**RECORDED INFORMATION:**
________________

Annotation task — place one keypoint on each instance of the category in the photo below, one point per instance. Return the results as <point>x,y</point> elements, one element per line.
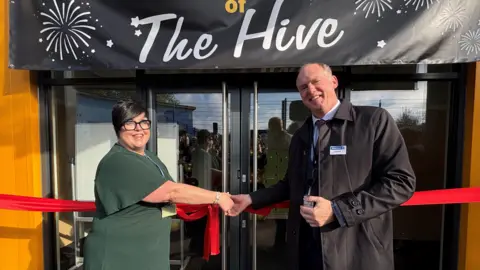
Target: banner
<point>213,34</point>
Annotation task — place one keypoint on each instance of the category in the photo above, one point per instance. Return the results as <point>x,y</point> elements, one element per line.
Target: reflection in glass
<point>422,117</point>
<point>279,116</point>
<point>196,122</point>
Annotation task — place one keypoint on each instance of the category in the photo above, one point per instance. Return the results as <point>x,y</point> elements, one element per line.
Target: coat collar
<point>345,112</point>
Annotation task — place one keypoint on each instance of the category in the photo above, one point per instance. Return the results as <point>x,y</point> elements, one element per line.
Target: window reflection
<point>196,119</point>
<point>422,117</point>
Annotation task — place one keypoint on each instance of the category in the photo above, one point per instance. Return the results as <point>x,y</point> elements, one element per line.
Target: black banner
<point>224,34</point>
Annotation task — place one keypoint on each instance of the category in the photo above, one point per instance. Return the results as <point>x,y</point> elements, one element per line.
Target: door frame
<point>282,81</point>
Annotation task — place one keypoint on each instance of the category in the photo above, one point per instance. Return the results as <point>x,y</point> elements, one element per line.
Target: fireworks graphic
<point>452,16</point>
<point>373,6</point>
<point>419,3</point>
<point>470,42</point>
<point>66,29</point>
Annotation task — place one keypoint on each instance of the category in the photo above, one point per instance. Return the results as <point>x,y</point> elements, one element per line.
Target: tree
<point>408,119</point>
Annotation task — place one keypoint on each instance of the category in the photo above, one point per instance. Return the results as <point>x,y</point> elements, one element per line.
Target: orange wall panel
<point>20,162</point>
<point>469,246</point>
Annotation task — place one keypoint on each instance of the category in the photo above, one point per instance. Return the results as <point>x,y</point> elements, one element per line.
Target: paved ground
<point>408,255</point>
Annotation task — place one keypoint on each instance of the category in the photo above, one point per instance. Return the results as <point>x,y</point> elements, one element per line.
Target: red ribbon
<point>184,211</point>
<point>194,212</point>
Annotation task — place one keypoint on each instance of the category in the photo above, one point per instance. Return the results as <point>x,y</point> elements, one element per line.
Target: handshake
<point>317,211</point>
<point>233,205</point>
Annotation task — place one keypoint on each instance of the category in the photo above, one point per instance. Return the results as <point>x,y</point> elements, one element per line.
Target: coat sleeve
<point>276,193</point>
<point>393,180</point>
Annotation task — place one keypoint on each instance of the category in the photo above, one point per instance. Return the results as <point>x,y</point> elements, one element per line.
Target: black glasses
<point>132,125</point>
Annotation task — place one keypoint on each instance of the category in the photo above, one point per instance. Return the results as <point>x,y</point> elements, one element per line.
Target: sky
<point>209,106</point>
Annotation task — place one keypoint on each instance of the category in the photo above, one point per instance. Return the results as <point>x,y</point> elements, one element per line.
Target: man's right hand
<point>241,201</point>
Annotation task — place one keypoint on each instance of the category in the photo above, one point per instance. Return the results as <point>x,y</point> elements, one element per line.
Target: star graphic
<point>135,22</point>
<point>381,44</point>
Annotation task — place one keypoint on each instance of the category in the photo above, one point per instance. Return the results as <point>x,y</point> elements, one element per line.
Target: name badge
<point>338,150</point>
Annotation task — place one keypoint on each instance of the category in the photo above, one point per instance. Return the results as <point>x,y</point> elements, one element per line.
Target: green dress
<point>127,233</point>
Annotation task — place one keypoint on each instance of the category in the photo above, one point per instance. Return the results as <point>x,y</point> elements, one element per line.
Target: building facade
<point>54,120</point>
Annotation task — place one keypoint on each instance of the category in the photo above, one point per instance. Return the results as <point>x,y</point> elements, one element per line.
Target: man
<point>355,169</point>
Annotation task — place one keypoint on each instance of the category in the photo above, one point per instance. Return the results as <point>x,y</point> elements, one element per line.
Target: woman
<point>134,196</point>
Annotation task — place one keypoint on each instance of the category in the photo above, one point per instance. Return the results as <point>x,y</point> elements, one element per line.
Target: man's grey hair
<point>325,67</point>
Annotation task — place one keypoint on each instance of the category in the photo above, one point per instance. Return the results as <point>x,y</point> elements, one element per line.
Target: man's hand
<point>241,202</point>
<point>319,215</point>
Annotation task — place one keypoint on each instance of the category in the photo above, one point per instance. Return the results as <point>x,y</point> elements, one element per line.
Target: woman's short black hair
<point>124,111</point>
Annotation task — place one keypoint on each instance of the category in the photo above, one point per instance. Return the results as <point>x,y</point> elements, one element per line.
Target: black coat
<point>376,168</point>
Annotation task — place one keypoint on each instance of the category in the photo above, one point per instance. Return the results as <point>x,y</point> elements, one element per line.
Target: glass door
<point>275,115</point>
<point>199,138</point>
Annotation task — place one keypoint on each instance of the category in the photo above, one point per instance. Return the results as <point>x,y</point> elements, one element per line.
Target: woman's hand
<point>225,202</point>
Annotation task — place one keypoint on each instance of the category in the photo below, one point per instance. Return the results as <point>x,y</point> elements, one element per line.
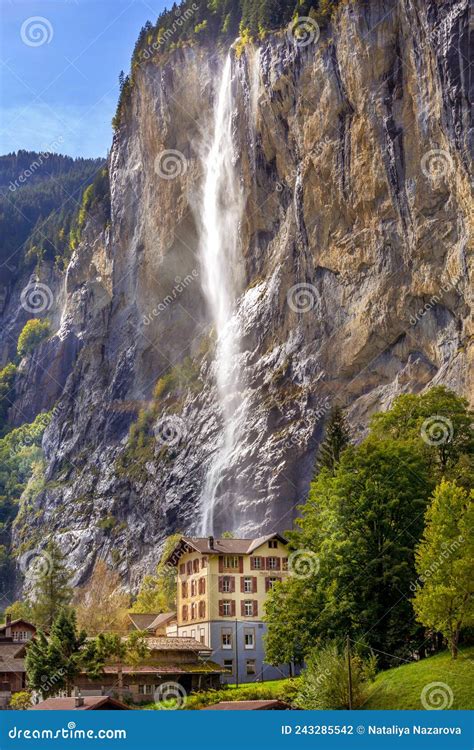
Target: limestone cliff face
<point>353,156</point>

________________

**GIVEN EXERCISE:** Pictures are not part of the copy; reproduce everything else in the records exactly.

**SOLUTION FOR THIS EXERCISE:**
Annotation task — place one keypoint on each instance of the category in the photo below, one point per instance. Return the results as <point>x,y</point> elements, one element per line.
Target: banner
<point>213,34</point>
Annotation task — place one keypoint on each instance of the category in the photo above, one point per instance. Return the results as <point>x,y</point> elements, one element per line.
Target: reflection in glass
<point>422,117</point>
<point>279,116</point>
<point>196,122</point>
Annotation task — place one keypoint on each instance of the category in the photo above, one point per instance. Return the results as <point>x,y</point> elements, one element per line.
Target: coat collar
<point>345,112</point>
Annotation task — place one keypoint on each instance of the category in the photo above, one point per instance. Return the results as <point>x,y</point> elements, one element per line.
Target: window reflection
<point>196,119</point>
<point>422,117</point>
Annotation task — place one keypoint on each instance of the category in the photo above, one point per instance. Return the results as <point>x,y</point> elements, one element per line.
Target: black banner
<point>224,34</point>
Annotation task — place one keypoint on each instance of the category in the photo above, one point per instance. Return the results as <point>x,y</point> elements, one element per line.
Target: door frame
<point>282,81</point>
Annotation task — place one keypoint on each instance of the category in the photo above, one point per instance. Return the results as <point>x,y</point> elements, one element per line.
Target: fireworks graphic
<point>452,16</point>
<point>373,6</point>
<point>419,3</point>
<point>470,42</point>
<point>66,29</point>
Annotation task — place one keypoint on each instance of the category in the photo above, one point per instance. Return the results as <point>x,y</point> elements, one element per line.
Target: tree
<point>408,119</point>
Annotation task — place one keypoint on each instance of the category in the photo above, one point per instance. Return the results as <point>x,y</point> elements, one element per line.
Target: orange wall panel
<point>20,162</point>
<point>469,246</point>
Annotation task — place one keypoint on each instance of the category in the photo above, one point per instance. Return the results as <point>x,y</point> elements, one element per line.
Target: paved ground
<point>408,255</point>
Annotation task — place one keypoint on each instance of the category in the photo above, one point per instance. Return the results as <point>x,y</point> elements, one element per line.
Target: red ribbon
<point>184,211</point>
<point>194,212</point>
Annotation task — place one keypoint on each instance of the category in the photo above, one point per instance. Return the results as <point>x,y</point> elements, one element per line.
Target: handshake
<point>317,211</point>
<point>233,205</point>
Annotation task — place one keypoint on each instance of the category in the photo above, one point per instance. Return the results as <point>x,y</point> elements, one element per line.
Target: coat sleeve
<point>276,193</point>
<point>393,180</point>
Annotation task — place one keypoint on each instance of the category in the photo above, one point per instance. Return the results as <point>x,y</point> elements, one element per line.
Target: black glasses
<point>132,125</point>
Annotation task — place one keypoint on each instance of the category in the photo above, one point per instance. Return the results as <point>x,y</point> elements, one element per line.
Target: sky
<point>209,106</point>
Annotation task — place one keypoint on each instance of the category in the photo above, one point per instance. Return the results as <point>x,y</point> elements, one element per line.
Target: man's right hand
<point>241,201</point>
Annotation task — place one keypoint on each instance of the category in the photo above, one point per instance. Return the results as <point>x,y</point> elements, one element per line.
Target: star graphic
<point>135,22</point>
<point>381,44</point>
Annotation task — place one keypoint on each instance of the category in the photo above, one point per instance. Return the results as <point>x,y</point> elements, one element per line.
Target: name badge
<point>338,150</point>
Annotation task — place one keypoint on each instance of the category in the photo above, one point per instance. Return the results as <point>x,y</point> elements, one element per line.
Target: green dress
<point>127,233</point>
Annotation task — place one keypoint on each instance of the category in the photo above, one point per instance. Return the results as <point>x,y</point> elements, one element per line.
Target: building facade
<point>54,120</point>
Annotation task — place one keypoint on each instance of the category in the photo above, one point per instance. Return the results as <point>x,y</point> elements, one element per line.
Target: man
<point>355,169</point>
Annotation task — place one keypoint on each instance of the category in the photo above, one point per instance. Return the results as <point>x,y</point> elements, one element per line.
Target: woman
<point>134,196</point>
Annotation task — place one keypoint on each instance of the category in the photo above, one point per instance. Return the results as <point>x,y</point> elements, one element per line.
Target: man's grey hair
<point>325,67</point>
Annotation task — place one keypoint on each instance of the category in the photo above, one point per instance. Return the results as <point>x,y</point> elements, one element per line.
Target: man's hand
<point>241,202</point>
<point>319,215</point>
Annotation task — place one keypoint on each instance of the category in the photo above, one point per instance. Return the results as <point>x,y</point> elements, one element per line.
Target: woman's short black hair
<point>124,111</point>
Annotation task — place one keypoint on each instance of the category in the photo above, one point per instance. Return the results as <point>x,y</point> elements, one element per line.
Target: black coat
<point>376,168</point>
Annotation task — place one keypoint on each instance of the category in the photo above, one point per instance. Return the results as <point>x,y</point> elements, one element per line.
Target: glass door
<point>275,115</point>
<point>199,138</point>
Annotation task — place one keypoint on each instance of the category in the photo above, one point per instance. Return the results as <point>x,y</point> elements, one element per line.
Target: woman's hand
<point>225,202</point>
Annotation task — place one keypoint on each instance of the category in the photo below, one point per instance. Return the results as <point>x,y</point> elements, one element per line.
Target: limestone cliff face
<point>353,156</point>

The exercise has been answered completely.